EXERCISE PROMPT » Gather each line of the items below that contains the word "water", and copy every such line in full.

Rows from a pointing dataset
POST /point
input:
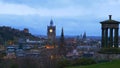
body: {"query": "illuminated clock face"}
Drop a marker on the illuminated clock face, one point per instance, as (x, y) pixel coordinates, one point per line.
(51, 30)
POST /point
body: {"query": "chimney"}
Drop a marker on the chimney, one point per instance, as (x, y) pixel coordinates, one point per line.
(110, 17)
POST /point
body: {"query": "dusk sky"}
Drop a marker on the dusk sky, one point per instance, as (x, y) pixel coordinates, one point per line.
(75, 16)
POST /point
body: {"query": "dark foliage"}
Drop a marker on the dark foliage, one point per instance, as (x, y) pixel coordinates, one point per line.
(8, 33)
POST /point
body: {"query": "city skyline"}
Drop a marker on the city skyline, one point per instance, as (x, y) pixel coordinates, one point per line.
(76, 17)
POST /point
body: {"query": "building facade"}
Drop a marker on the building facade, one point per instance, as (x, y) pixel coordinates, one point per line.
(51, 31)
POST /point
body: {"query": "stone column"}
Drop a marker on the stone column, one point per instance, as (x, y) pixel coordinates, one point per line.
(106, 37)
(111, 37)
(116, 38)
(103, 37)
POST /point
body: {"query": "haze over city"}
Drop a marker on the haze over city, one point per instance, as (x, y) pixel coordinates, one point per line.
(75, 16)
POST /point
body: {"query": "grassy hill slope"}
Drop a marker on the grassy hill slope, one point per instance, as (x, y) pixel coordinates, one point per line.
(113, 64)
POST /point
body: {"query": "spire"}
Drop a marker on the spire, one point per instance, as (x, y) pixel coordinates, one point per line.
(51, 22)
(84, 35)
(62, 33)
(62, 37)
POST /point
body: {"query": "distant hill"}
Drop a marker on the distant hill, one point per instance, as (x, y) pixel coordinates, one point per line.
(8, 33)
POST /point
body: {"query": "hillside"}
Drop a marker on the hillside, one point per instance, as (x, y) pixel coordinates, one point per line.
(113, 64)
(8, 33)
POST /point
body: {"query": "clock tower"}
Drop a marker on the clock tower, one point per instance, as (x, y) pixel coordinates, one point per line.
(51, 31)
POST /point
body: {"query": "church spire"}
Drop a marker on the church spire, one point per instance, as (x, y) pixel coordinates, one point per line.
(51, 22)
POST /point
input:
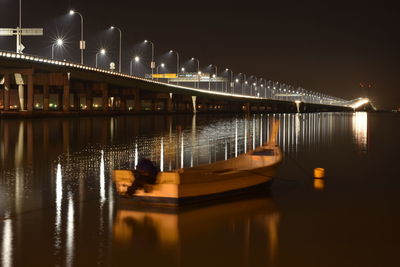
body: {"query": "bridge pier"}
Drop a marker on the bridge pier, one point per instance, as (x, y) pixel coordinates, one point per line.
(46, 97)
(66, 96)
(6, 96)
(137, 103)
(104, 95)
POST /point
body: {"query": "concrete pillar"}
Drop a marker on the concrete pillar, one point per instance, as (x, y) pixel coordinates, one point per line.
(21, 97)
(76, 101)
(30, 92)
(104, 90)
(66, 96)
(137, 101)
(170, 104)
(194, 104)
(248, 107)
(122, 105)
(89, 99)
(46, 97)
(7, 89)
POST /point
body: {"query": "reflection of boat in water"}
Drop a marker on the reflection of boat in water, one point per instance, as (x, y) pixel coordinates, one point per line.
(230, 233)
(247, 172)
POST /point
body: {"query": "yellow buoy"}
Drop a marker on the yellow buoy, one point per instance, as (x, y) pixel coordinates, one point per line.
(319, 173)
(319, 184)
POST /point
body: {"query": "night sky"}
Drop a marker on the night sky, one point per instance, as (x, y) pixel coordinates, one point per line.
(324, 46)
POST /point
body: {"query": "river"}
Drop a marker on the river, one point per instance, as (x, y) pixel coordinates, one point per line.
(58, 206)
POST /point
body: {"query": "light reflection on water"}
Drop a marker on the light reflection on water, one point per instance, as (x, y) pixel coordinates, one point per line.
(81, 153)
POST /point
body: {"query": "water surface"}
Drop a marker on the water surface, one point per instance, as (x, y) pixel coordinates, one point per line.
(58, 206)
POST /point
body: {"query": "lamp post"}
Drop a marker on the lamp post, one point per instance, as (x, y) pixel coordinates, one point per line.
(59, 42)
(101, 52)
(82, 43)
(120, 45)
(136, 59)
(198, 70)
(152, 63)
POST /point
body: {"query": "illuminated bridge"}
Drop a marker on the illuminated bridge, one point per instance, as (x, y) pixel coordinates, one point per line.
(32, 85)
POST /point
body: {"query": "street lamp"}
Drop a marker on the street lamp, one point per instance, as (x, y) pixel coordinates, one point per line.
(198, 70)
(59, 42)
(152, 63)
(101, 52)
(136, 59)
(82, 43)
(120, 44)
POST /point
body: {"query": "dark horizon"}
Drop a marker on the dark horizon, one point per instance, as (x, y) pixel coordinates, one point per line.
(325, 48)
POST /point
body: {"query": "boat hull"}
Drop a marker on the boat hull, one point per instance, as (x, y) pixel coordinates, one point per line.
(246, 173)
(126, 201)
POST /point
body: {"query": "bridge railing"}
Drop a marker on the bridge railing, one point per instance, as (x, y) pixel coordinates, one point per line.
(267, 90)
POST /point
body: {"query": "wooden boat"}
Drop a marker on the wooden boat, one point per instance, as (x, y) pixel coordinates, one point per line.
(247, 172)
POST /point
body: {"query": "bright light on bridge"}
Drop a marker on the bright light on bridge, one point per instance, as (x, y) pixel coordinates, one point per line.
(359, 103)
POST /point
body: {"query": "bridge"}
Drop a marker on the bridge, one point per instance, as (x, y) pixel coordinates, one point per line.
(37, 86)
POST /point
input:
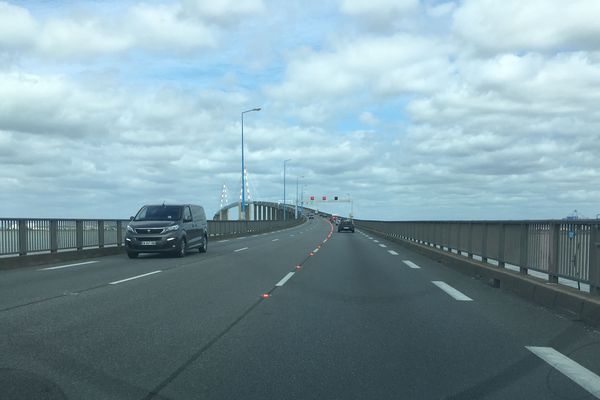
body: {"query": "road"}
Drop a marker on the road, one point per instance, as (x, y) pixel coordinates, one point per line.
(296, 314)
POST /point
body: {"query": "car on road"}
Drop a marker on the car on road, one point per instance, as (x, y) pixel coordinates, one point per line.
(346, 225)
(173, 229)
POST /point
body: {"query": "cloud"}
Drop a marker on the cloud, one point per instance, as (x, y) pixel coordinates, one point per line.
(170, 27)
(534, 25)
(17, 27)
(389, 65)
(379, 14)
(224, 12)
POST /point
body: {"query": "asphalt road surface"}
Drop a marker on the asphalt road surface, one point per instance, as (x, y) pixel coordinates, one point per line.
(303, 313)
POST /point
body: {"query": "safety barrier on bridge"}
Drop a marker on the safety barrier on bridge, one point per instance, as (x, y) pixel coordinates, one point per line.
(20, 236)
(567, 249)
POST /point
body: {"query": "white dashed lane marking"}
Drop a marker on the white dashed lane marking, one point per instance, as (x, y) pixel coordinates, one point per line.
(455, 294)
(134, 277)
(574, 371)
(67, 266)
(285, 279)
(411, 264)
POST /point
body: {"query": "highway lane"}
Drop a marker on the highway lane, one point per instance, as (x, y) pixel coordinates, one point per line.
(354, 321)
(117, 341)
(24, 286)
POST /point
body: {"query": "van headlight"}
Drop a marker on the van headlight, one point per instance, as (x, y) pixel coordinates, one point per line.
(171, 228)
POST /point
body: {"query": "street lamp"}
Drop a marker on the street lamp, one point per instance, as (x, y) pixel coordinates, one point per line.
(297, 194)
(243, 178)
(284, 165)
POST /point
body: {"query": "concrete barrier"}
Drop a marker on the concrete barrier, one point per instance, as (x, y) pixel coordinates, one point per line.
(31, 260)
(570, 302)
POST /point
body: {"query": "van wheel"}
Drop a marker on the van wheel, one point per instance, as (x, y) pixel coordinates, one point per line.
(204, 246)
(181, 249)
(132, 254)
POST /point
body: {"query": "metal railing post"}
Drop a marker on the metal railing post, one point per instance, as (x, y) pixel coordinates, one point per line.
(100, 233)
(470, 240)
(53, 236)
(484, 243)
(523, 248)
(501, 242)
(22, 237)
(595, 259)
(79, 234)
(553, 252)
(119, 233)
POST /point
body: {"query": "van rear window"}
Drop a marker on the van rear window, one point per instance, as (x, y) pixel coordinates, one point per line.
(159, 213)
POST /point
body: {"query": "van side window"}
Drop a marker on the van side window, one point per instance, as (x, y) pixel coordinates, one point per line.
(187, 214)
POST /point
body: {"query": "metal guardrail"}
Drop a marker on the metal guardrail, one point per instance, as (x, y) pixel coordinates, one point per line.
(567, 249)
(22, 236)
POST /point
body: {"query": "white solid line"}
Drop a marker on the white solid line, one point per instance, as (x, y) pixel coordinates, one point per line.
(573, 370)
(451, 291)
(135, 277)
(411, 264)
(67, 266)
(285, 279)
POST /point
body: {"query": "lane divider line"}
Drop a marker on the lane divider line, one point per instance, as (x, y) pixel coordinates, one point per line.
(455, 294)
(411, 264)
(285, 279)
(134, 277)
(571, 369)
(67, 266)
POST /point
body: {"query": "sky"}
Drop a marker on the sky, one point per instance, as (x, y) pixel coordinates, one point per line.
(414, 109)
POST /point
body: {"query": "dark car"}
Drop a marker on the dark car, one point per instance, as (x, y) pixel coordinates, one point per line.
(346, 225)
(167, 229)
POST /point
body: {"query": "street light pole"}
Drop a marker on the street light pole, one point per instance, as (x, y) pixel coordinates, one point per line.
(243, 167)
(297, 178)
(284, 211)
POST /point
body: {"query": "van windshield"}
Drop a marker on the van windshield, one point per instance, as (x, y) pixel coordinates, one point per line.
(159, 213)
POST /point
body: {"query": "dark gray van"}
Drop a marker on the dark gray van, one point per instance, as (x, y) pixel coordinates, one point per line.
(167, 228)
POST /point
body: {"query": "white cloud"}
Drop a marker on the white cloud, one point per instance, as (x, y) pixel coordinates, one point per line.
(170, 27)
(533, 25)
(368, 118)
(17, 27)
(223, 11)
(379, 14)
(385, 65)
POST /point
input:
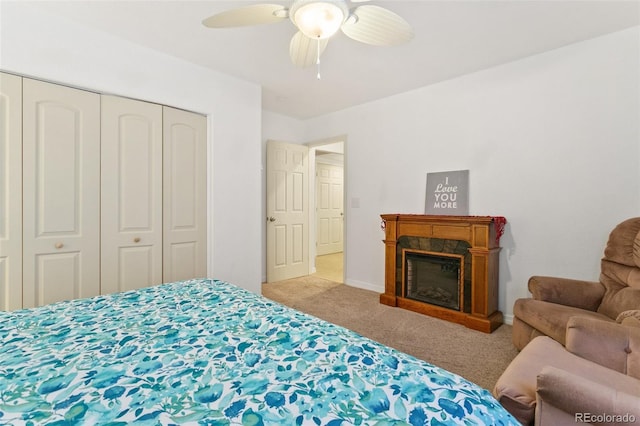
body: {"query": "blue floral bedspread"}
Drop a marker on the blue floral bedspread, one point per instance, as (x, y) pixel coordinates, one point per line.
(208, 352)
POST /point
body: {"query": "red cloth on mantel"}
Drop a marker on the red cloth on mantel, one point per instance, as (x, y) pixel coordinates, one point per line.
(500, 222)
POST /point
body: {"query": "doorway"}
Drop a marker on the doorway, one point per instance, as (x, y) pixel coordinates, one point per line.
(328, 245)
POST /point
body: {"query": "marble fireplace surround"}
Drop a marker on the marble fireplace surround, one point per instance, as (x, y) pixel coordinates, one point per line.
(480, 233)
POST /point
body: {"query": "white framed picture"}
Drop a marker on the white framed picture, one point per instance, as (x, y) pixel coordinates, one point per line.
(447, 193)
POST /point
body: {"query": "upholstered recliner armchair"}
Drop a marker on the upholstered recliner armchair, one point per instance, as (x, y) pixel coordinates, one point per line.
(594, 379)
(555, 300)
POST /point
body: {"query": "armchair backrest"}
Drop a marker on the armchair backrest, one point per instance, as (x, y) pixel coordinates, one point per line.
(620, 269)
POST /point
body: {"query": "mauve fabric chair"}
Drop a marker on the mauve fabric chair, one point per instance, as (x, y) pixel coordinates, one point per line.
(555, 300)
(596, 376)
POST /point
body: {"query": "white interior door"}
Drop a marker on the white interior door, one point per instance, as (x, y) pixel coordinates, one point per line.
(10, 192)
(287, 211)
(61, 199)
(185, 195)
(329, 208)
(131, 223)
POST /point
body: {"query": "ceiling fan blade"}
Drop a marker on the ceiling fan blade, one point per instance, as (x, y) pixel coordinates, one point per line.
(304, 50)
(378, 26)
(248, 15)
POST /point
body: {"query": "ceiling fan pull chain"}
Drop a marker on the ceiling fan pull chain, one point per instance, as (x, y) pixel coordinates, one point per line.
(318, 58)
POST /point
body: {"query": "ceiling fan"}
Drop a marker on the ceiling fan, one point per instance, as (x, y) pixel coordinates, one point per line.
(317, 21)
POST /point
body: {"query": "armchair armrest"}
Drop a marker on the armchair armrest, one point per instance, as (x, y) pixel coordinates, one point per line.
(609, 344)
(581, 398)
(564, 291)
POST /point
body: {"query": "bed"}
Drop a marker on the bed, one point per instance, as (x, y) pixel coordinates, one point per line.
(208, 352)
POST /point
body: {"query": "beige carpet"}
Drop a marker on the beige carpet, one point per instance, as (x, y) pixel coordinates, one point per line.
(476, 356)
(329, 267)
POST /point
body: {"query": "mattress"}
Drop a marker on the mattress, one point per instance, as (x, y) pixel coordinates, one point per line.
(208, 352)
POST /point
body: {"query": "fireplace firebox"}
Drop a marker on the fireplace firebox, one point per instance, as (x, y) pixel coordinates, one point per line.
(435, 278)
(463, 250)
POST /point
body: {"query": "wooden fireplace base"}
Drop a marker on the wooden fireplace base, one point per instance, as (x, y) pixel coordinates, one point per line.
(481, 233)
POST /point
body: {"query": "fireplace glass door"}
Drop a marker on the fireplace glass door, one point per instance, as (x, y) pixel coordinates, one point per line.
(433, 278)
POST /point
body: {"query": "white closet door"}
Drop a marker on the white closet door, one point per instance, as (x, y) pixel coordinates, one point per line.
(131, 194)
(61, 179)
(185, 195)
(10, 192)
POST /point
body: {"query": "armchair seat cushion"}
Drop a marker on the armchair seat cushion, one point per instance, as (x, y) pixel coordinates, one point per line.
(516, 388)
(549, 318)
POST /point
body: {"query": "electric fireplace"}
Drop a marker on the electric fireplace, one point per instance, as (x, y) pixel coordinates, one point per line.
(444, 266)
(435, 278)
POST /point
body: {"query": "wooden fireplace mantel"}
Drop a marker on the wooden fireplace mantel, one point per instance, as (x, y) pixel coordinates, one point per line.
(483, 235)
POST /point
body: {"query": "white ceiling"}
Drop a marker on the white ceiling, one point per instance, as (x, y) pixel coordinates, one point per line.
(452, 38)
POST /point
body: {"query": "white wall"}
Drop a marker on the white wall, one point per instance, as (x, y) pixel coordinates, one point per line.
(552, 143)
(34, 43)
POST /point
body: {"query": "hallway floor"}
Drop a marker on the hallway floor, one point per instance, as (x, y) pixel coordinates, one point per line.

OUTPUT OF THE EXERCISE »
body: {"query": "reflection of boat in water"}
Drop a marker on the reflection of boat in water, one point per instance, as (x, y) pixel coordinates, one point per line.
body: {"query": "light reflection on water"}
Drop a marker on the light reflection on water, one point per instance, as (x, y) pixel coordinates, one point per line.
body: {"query": "water surface"}
Drop a marker on the water surface, one point per instance, as (x, y) pixel coordinates, one point per line.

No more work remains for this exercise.